[Study material — start]
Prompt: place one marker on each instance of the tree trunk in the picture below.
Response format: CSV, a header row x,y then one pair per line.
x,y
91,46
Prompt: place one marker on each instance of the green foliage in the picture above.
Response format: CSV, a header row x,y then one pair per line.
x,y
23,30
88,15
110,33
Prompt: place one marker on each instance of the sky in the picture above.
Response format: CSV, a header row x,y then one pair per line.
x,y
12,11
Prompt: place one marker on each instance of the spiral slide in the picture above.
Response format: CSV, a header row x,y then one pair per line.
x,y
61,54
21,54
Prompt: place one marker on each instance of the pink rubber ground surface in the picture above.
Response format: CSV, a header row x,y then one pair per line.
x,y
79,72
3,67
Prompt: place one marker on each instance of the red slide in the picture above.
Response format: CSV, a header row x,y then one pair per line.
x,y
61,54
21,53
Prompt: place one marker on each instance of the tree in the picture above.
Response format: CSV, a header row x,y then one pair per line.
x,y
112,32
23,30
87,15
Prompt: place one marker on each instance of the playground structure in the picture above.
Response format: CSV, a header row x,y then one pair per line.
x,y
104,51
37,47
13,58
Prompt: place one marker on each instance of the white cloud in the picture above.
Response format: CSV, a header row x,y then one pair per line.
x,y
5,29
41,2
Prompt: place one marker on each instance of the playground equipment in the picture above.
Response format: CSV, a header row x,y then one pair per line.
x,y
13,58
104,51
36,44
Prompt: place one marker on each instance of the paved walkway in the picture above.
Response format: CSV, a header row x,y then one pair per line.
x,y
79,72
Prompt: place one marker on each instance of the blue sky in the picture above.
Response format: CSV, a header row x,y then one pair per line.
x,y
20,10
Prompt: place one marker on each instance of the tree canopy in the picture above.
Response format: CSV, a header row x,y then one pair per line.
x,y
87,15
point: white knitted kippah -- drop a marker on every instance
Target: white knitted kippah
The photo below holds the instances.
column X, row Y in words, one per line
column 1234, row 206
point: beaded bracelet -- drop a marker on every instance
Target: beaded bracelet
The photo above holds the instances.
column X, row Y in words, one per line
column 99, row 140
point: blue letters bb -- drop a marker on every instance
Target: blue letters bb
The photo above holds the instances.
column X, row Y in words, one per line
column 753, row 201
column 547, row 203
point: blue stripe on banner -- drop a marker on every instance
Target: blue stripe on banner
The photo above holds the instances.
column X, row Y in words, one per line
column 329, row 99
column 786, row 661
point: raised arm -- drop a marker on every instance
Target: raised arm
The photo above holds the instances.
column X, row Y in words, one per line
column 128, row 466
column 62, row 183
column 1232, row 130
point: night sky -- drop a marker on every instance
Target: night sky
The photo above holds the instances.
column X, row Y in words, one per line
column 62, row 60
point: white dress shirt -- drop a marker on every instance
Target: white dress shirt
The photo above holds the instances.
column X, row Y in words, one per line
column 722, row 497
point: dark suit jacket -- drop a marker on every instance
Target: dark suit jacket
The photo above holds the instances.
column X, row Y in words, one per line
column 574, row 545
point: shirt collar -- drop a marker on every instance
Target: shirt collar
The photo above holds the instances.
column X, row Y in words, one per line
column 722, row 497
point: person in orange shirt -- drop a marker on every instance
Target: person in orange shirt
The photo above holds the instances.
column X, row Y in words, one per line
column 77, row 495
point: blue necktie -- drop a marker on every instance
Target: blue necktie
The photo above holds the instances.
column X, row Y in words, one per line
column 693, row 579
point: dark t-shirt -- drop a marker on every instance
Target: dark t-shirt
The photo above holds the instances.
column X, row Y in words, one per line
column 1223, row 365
[Study material — finish]
Work to be completed:
Return the data from the top line through the bottom line exactly.

Written answer:
Prompt: place one marker on each instance of the tree trunk in the picture below.
Response format: CSV, a header row x,y then one pair per line.
x,y
91,46
Prompt: place one marker on each instance of the green foliage in the picture above.
Response format: CSV, a header row x,y then one pair per line.
x,y
23,30
88,15
110,33
Prompt: place one marker on each instance of the sky in the picture above.
Response format: CSV, a header row x,y then one pair per line.
x,y
12,11
Prompt: place one marker on each instance of the spiral slide in the picture above.
Response format: CSV, a header row x,y then one pair per line.
x,y
61,54
21,54
Prompt: place one marker on each instance of the pink rubber ground surface in the picture above.
Response format: CSV, a header row x,y then one pair per line.
x,y
79,72
3,67
Prompt: place one marker on each instance of the red slide in the picture above.
Response format: CSV, a header row x,y then one pair per line.
x,y
61,54
21,53
Prompt: place one marker on each instance of the tree in the picture above.
Response format: CSV, a header row x,y then one pair per line.
x,y
112,32
23,30
87,15
Prompt: place one marker on each instance of the playground structure in the picture above.
Response format: CSV, a header row x,y then one pair per line.
x,y
104,51
37,47
13,58
Prompt: place one marker on each instance of the white cloud in the picture above.
Response format: CSV, a header row x,y then one pair per line.
x,y
5,29
41,2
Prompt: place one marker on each instance of the playground equipment in the picture above.
Response format: CSV, a header row x,y then one pair per line.
x,y
13,58
104,51
36,44
Prompt: place one marker on each instance of the paved walkway in the picture above.
Response format: CSV, a header row x,y then one pair per line.
x,y
79,72
Prompt: place one marker on each instance of the blue sky in the picture above.
Response format: CSV, a header row x,y then one pair per line.
x,y
20,10
Prompt: place one marker on each instance of the tree canopy in the picture above.
Response format: CSV, a header row x,y then one pair per line.
x,y
87,15
point: white knitted kippah -- drop a marker on every instance
Target: white knitted kippah
The photo below holds the instances.
column X, row Y in words, one per line
column 1234, row 206
point: beaded bracelet -- drop a marker on every instance
Target: beaded bracelet
The photo above holds the instances.
column X, row Y in words, one per line
column 99, row 140
point: blue letters bb -- drop a marker on every instance
Target: blue letters bb
The photo above holds the instances.
column X, row Y in words, one per line
column 753, row 201
column 547, row 203
point: blue stripe on banner -- drop a marker on every instance
Target: blue stripe on banner
The photo above holds the instances.
column X, row Y in words, one per line
column 329, row 99
column 786, row 661
point: raised arm -- drop a marker on every instance
Target: raised arm
The photo above holds the instances.
column X, row Y in words, one per line
column 128, row 466
column 62, row 183
column 1232, row 130
point: night sky -- drop a marker on every instance
Target: night sky
The photo above holds the instances.
column X, row Y in words, one per line
column 62, row 60
point: white dress shirt -- drop a marker on every instance
Target: white dress shirt
The photo above holds the instances.
column X, row Y in words, one per line
column 722, row 497
point: dark suit jacket -- drop a marker on every instance
Target: dark suit jacket
The photo above holds the instances.
column X, row Y in words, one per line
column 574, row 545
point: shirt collar -- drop a marker on every instance
Target: shirt collar
The photo above holds the instances.
column X, row Y in words, one per line
column 722, row 497
point: person in orange shirt -- drop a marker on every instance
Target: person in orange shirt
The photo above holds the instances.
column X, row Y in words, one per line
column 77, row 495
point: blue necktie -- drop a marker on every instance
Target: blue necktie
The photo above holds the instances.
column X, row Y in words, one per line
column 693, row 579
point: dark t-shirt -- drop a marker on every instance
Target: dark t-shirt
The photo above holds the instances.
column X, row Y in words, one per line
column 1223, row 365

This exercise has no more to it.